::: SELECTED EXCERPT

#!/bin/sh -xe
# README.linux.words - file used to create linux.words
# Created: Wed Mar 10 09:12:49 1993 by faith@cs.unc.edu (Rik Faith)
# Revised: Sat Mar 13 17:02:08 1993 by faith@cs.unc.edu
#
# Care was taken to be sure that the linux.words list was free of
# copyright.  This makes linux.words a suitable /usr/dict/words
# replacement for the Linux community.
#
# Since the majority of the words are from Tanenbaum's minix.dict file,
# the notice from Barry Brachman, included below, should accompany any
# redistribution of this list.

# Here is a detailed explaination of how I created the linux.words file.
#
# This README.words file is actually a shell script that you can use to
# recreate the linux.words file from original sources.
#
# First, I started with minix.dict
# from cs.ubc.ca:/pub/local/src/sp-1.5/wordlists-1.0.tar.Z
#
# The following is from the NOTES file in wordlists-1.0.tar.Z:

# NOTES> These word lists were collected by Barry Brachman
# NOTES> <brachman@cs.ubc.ca> at the University of British Columbia.  They
# NOTES> may be freely distributed as long as this notice accompanies them.

::::::

▸ **WORK TO DO**
**A.** In the linux.words readme, what file supplied most of the words?
**B.** From the linux.words readme, extract the part that opens with the words "# Revised: Sat" and closes with "of this list.".

::: RECORD EXCERPTS

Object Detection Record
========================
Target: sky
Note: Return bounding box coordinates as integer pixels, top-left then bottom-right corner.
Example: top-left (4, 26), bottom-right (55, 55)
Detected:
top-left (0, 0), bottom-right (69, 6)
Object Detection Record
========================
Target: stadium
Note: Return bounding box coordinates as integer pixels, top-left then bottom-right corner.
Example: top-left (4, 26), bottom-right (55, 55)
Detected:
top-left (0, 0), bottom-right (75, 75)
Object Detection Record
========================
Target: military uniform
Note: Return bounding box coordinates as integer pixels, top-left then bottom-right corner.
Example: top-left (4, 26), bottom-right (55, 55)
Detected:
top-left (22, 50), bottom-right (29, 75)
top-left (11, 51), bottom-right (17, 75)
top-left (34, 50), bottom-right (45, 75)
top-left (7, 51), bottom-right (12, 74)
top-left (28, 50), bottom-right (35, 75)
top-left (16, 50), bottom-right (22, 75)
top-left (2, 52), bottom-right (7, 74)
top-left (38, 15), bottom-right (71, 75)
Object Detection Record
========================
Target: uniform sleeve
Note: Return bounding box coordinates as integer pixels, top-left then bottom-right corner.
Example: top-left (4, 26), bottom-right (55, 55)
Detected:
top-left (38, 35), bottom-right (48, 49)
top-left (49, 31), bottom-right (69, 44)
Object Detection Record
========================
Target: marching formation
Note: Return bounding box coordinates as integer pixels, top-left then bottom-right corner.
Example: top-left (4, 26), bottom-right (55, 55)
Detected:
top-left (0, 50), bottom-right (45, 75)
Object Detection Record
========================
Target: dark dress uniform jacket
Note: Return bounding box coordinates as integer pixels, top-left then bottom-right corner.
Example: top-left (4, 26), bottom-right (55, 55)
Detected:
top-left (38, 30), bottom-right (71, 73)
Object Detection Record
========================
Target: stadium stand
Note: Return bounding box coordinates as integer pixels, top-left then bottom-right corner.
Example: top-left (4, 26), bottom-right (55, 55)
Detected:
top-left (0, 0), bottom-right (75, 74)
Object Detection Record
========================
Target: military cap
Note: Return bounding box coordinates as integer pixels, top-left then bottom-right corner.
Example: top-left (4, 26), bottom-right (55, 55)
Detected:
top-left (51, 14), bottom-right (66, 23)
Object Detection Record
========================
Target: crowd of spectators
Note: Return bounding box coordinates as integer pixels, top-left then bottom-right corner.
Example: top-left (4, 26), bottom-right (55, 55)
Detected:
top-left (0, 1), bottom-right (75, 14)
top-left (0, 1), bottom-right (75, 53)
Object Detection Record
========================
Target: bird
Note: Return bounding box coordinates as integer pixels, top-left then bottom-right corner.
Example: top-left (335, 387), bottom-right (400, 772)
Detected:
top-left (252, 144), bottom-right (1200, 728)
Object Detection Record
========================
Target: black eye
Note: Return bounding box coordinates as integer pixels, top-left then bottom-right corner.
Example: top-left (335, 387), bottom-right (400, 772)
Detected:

::::::

▸ **EXPECTED ANSWERS**
**A.** Tanenbaum's minix.dict file.

**B.**
# Revised: Sat Mar 13 17:02:08 1993 by faith@cs.unc.edu
#
# Care was taken to be sure that the linux.words list was free of
# copyright.  This makes linux.words a suitable /usr/dict/words
# replacement for the Linux community.
#
# Since the majority of the words are from Tanenbaum's minix.dict file,
# the notice from Barry Brachman, included below, should accompany any
# redistribution of this list.